__課題__: AIの電力需要と化石燃料についての文章から、「原子力の新規建設には10年以」から「る緊急命令を発出しています。」までを全部、一字一句そのまま書き写してもらえますか？

__本文抜粋__:
■ ■ ■ ■ ■

AIの電力需要が化石燃料を呼び戻している


データセンターの電力消費が、世界のエネルギー政策を揺るがしています。2024年に約460テラワット時だった世界のデータセンター電力消費は、2030年には945テラワット時へと倍増する見通しです。これは日本の年間総電力消費量を上回る規模になります。


この急激な需要増に対応するため、各国は既存のエネルギーインフラの活用を模索しています。特に注目されるのが、一度は衰退の道をたどった化石燃料発電への回帰です。


24時間稼働するAIが求める安定電源


データセンターには特殊な電力ニーズがあります。一般的な工場やオフィスと違い、1秒たりとも電力供給が途絶えてはいけません。最新のAIサーバー1台で、5,000世帯分に相当する電力を消費します。これが数万台規模で24時間365日稼働し続けます。


再生可能エネルギーには間欠性という課題があります。太陽光は夜間に発電できず、風力は風が吹かない時は止まります。データセンターはその不安定さを待つことができません。結果として、安定した基幹電源として石炭、天然ガス、原子力のいずれかが必要になります。


原子力の新規建設には10年以上かかります。天然ガスは石炭より環境負荷は低いものの、コストは高くなります。こうした制約から、既存の石炭発電所を活用する選択が浮上しているのです。


米国では石炭発電所の閉鎖を阻止


2025年4月8日、トランプ米大統領は石炭産業の復活を目的とした大統領令に署名しました。表向きの理由は国家エネルギー安全保障の強化ですが、実際にはAI産業に必要な電力供給が背景にあります。


この大統領令により、石炭は戦略資源として指定されました。石炭火力発電所への環境規制は2年間免除され、連邦政府の土地での石炭採掘制限も解除されます。エネルギー省は既に複数の発電所について、閉鎖を阻止する緊急命令を発出しています。


トランプ政権高官は「石炭火力発電所の稼働継続により、AIプロジェクトで電力消費量の多いデータセンターへのエネルギー供給を後押しできる」と主張しています。

■ ■ ■ ■ ■

__データ行__:

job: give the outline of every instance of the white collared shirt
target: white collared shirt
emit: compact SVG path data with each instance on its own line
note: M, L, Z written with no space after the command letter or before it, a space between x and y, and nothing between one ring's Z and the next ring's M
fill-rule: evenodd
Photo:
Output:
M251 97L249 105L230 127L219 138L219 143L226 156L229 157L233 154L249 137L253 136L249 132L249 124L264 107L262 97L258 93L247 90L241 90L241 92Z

■ ■ ■ ■ ■

__回答__:
原子力の新規建設には10年以上かかります。天然ガスは石炭より環境負荷は低いものの、コストは高くなります。こうした制約から、既存の石炭発電所を活用する選択が浮上しているのです。


米国では石炭発電所の閉鎖を阻止


2025年4月8日、トランプ米大統領は石炭産業の復活を目的とした大統領令に署名しました。表向きの理由は国家エネルギー安全保障の強化ですが、実際にはAI産業に必要な電力供給が背景にあります。


この大統領令により、石炭は戦略資源として指定されました。石炭火力発電所への環境規制は2年間免除され、連邦政府の土地での石炭採掘制限も解除されます。エネルギー省は既に複数の発電所について、閉鎖を阻止する緊急命令を発出しています。